§ **Saved data entries**:
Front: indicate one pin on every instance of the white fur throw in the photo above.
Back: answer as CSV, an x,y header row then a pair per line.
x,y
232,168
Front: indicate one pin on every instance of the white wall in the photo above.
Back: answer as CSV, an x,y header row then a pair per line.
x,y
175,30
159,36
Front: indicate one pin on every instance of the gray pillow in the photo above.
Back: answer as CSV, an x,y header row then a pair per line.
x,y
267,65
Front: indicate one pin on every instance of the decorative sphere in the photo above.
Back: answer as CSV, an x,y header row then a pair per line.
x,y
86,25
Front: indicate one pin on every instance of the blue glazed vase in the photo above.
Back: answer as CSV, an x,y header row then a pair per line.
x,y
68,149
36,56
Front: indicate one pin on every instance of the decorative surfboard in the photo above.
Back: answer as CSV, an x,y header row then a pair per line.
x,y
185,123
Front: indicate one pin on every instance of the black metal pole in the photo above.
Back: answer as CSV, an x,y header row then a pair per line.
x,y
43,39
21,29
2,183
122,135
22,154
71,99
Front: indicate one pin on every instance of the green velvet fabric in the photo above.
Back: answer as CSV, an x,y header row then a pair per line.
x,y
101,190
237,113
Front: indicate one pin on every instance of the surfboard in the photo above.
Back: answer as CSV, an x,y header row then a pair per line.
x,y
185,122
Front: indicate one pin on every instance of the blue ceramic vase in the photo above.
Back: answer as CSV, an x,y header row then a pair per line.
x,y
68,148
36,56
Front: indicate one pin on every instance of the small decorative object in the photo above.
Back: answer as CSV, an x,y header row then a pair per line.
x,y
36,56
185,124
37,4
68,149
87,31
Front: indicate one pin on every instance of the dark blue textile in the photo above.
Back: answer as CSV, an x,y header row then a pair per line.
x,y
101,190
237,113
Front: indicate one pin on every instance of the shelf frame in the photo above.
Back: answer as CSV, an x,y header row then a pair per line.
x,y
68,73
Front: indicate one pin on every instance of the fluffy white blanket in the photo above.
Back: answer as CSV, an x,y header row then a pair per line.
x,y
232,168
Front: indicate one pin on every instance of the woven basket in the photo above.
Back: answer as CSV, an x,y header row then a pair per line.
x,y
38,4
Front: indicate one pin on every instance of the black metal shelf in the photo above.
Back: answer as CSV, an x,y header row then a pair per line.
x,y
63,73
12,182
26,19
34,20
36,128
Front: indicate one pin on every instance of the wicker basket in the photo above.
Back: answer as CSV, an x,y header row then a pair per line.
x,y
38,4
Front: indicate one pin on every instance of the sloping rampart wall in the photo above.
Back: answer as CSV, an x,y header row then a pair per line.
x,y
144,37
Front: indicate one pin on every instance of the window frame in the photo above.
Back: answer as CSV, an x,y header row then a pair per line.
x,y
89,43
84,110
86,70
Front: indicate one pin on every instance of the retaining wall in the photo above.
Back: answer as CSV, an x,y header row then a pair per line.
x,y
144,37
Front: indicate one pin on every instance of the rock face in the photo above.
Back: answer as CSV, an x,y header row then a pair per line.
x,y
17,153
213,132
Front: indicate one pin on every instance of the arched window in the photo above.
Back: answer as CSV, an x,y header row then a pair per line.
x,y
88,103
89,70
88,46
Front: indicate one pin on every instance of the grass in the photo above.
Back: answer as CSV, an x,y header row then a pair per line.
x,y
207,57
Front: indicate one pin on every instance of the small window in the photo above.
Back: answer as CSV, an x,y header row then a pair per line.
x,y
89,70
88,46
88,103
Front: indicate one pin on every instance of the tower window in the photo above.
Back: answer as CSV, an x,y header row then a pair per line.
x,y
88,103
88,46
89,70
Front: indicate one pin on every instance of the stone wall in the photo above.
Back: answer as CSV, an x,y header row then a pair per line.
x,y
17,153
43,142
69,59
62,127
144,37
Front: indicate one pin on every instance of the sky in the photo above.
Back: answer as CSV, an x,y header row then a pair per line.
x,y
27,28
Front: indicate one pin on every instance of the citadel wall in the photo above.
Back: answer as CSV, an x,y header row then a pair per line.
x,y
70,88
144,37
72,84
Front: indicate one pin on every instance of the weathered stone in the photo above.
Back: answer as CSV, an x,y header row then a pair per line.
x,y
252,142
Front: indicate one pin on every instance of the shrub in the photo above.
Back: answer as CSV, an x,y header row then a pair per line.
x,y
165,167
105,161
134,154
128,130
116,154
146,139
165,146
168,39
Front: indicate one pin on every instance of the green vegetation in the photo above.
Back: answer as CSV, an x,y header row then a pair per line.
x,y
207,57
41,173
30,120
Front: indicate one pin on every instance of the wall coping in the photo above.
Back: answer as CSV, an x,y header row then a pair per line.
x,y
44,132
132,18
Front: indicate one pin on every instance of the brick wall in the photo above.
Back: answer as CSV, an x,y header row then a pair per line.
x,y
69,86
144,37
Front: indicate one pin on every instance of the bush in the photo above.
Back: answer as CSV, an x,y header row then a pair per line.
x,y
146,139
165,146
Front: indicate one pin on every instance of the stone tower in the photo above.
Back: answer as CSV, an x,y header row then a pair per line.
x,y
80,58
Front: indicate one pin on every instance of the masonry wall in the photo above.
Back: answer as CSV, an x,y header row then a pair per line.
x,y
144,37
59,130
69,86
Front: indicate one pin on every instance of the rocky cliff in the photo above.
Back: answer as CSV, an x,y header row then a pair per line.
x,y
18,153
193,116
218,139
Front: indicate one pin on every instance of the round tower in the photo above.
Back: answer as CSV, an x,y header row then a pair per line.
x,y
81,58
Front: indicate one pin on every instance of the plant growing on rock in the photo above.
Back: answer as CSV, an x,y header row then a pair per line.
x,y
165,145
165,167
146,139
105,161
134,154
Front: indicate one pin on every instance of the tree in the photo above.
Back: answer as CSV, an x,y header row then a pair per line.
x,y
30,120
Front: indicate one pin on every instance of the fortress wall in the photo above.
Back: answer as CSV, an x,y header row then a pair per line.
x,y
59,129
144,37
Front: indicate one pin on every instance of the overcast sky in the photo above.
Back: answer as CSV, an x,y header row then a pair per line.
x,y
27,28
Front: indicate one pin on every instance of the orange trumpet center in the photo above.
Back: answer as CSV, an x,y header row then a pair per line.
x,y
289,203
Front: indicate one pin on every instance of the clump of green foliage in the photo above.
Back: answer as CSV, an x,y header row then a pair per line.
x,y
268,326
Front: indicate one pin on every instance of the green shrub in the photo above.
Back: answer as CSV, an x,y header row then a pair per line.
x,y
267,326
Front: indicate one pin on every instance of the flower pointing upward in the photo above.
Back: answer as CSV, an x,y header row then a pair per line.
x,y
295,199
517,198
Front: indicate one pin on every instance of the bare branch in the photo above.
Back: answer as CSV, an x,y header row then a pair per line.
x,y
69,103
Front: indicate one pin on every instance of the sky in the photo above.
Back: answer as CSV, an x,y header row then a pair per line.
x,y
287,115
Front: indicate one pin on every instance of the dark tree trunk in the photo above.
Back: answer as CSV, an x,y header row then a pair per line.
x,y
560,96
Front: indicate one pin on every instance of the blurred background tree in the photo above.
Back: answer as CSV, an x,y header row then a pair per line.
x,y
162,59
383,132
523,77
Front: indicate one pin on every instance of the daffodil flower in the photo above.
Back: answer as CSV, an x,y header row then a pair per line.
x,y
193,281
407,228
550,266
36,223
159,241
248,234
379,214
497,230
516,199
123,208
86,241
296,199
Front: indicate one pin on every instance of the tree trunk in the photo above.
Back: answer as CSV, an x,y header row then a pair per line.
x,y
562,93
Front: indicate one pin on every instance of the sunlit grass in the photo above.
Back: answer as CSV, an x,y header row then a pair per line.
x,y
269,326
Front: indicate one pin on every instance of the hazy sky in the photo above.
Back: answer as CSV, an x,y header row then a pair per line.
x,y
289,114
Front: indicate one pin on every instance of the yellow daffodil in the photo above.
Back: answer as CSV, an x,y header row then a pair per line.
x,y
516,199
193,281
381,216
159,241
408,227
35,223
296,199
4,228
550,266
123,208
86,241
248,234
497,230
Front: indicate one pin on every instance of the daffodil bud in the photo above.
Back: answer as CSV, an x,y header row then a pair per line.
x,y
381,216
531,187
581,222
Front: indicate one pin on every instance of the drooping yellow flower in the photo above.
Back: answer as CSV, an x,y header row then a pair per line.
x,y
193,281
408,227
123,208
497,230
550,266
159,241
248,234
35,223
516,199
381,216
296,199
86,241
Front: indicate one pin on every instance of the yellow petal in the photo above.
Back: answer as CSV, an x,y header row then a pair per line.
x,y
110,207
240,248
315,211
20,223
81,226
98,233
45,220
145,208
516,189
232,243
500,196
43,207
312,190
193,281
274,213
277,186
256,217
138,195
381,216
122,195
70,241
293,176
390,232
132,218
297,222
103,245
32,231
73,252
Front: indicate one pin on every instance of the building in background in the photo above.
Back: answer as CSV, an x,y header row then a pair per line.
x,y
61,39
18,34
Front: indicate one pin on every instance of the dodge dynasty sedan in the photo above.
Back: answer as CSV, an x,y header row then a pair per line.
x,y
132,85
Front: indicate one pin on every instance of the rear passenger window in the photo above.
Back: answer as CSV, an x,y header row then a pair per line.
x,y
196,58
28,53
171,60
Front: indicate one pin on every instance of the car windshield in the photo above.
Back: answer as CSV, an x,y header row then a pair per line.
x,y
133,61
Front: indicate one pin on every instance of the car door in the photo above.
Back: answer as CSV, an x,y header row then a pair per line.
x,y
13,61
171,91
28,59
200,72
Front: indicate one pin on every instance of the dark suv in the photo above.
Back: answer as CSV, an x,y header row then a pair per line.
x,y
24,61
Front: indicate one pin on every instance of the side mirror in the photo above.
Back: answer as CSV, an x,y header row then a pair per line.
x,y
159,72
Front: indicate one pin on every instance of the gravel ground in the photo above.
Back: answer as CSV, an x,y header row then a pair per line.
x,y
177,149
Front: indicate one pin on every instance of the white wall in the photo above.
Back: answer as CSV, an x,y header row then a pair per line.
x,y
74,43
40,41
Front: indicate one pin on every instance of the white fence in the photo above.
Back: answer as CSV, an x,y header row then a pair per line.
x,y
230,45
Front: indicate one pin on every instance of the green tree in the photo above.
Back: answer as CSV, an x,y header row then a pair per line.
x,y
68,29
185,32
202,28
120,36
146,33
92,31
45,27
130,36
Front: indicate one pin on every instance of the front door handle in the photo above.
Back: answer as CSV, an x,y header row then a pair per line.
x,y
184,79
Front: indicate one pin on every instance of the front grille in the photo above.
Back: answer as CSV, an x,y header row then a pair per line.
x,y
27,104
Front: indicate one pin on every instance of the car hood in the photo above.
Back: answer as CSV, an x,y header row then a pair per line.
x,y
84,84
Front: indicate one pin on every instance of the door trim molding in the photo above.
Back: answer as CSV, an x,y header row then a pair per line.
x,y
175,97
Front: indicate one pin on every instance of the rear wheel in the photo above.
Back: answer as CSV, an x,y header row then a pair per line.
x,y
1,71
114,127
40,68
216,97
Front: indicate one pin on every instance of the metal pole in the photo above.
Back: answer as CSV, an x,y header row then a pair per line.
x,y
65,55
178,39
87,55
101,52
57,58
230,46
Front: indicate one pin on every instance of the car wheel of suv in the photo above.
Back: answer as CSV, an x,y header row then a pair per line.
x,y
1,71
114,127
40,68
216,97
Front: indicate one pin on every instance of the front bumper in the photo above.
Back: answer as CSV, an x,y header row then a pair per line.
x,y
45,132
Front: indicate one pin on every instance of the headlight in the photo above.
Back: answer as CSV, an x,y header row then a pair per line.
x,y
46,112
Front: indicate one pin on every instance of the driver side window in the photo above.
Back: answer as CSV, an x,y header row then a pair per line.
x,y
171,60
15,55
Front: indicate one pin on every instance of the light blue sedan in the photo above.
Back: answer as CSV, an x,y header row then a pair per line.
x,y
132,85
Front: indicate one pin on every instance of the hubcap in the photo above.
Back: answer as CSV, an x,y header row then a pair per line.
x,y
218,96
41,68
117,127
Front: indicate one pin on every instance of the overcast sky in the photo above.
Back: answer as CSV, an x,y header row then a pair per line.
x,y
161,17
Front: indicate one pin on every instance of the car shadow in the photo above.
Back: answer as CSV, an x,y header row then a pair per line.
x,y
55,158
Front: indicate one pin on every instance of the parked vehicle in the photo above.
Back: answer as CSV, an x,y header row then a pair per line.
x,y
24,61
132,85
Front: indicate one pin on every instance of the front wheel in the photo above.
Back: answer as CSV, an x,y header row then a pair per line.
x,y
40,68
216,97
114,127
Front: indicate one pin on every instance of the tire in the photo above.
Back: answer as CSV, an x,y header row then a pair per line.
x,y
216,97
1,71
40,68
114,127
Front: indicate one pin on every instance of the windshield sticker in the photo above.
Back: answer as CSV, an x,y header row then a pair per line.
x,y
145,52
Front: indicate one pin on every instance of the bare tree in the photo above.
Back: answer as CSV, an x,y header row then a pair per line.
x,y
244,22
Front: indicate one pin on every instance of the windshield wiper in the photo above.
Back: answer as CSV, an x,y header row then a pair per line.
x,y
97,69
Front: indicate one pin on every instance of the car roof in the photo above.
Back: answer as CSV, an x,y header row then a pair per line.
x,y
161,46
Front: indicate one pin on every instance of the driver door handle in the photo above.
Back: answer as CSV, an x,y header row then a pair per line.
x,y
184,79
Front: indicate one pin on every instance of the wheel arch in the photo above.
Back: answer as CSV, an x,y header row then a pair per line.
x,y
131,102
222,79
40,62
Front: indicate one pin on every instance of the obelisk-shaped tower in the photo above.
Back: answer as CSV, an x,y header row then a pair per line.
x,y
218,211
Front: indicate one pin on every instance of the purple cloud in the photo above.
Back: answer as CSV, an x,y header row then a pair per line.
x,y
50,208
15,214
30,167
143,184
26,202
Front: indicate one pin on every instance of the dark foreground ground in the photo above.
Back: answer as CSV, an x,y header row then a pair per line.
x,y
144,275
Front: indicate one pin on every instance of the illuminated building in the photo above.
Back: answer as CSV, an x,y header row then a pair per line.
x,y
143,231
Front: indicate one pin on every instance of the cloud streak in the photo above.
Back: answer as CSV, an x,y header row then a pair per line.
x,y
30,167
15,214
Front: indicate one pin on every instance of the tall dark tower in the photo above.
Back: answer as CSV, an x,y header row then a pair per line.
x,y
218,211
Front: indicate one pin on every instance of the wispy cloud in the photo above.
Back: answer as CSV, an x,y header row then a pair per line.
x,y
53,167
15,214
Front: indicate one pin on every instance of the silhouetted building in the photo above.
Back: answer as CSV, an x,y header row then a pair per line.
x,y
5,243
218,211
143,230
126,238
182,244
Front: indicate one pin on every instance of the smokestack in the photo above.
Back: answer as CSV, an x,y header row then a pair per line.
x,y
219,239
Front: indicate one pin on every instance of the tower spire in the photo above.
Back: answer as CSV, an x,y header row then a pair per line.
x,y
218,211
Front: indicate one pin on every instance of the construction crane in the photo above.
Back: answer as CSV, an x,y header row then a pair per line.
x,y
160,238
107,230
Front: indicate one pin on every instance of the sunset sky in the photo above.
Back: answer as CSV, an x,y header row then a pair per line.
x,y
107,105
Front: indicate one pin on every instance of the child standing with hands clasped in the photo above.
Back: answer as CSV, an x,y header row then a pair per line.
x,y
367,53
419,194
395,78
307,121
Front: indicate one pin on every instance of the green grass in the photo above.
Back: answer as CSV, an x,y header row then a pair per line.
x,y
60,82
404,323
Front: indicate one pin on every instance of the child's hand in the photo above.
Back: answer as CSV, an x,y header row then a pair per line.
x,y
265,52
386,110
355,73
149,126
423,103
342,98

§ **YOUR TASK**: Reproduce verbatim the stretch of the data from the line containing "Front: indicate one pin on every instance of the child's" through the end of the data, including both the first and the last line.

§ **FULL OUTPUT**:
Front: indicate one pin on every instance of the child's hand in the photo above.
Back: answer as CSV, an x,y header row then a pair per line.
x,y
265,52
386,110
355,73
149,126
423,103
342,98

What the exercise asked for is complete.